--- begin ---

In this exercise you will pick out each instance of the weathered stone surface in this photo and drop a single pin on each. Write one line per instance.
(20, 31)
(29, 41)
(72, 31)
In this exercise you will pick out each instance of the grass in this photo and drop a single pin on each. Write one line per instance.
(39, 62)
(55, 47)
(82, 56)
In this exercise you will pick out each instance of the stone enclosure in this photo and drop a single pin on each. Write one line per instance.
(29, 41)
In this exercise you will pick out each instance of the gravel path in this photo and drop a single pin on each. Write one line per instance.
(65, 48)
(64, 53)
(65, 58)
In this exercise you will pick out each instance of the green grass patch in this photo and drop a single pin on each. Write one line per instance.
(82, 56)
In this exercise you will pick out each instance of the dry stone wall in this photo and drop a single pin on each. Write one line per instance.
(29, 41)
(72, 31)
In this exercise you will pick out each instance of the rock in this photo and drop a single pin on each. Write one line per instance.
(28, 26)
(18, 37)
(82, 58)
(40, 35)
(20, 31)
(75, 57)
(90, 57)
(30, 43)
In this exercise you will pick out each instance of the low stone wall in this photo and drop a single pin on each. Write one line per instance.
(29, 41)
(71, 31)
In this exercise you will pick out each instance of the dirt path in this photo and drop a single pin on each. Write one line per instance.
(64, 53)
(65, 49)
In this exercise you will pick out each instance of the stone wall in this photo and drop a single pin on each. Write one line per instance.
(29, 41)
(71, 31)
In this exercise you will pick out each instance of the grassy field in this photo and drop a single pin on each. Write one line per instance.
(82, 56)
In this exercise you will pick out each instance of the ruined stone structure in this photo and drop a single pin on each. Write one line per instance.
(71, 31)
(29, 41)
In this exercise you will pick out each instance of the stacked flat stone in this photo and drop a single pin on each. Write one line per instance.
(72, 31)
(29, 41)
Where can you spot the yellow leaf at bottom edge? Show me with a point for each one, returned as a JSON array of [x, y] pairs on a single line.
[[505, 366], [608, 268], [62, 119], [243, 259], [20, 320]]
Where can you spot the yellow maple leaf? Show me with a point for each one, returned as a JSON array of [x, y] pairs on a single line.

--- end ---
--- begin ---

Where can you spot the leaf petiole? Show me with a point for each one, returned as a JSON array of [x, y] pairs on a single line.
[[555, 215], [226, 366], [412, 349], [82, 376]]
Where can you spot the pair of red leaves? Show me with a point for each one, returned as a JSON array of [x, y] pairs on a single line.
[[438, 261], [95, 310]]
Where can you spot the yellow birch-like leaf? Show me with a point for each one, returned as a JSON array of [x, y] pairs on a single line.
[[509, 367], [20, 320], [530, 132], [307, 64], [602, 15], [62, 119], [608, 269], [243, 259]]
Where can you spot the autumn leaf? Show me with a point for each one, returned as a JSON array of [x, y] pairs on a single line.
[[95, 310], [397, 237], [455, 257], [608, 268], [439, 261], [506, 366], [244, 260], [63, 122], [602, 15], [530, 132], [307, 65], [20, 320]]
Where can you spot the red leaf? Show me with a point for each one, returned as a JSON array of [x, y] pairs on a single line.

--- end ---
--- begin ---

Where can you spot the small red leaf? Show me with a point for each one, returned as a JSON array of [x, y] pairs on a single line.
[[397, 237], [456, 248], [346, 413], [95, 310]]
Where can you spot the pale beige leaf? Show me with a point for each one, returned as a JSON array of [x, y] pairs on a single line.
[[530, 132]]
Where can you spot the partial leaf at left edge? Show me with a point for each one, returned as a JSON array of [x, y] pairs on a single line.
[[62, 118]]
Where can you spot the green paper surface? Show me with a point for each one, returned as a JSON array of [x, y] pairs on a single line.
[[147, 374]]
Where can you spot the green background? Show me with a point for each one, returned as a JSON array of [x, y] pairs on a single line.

--- end ---

* **SHORT PROBLEM**
Copy out the lines from the one with "Where can you spot the partial" through the one with "Where can you spot the green background?", putting "dot" wherever "point" appears and leaving everything else as it is.

* **SOLUTION FOR THIS PROBLEM**
Where can you spot the partial leaf at left edge? Show me with a dot for each one, returned as a JSON array of [x, y] pairs on a single line.
[[62, 118]]
Where can you spot the green paper surface? Show me with a dot for each one, returned as a JSON array of [x, y] pairs on a single line.
[[147, 374]]
Where can you spot the green background? Show me with a dot for each one, returned as a JSON array of [x, y] pairs on a single line.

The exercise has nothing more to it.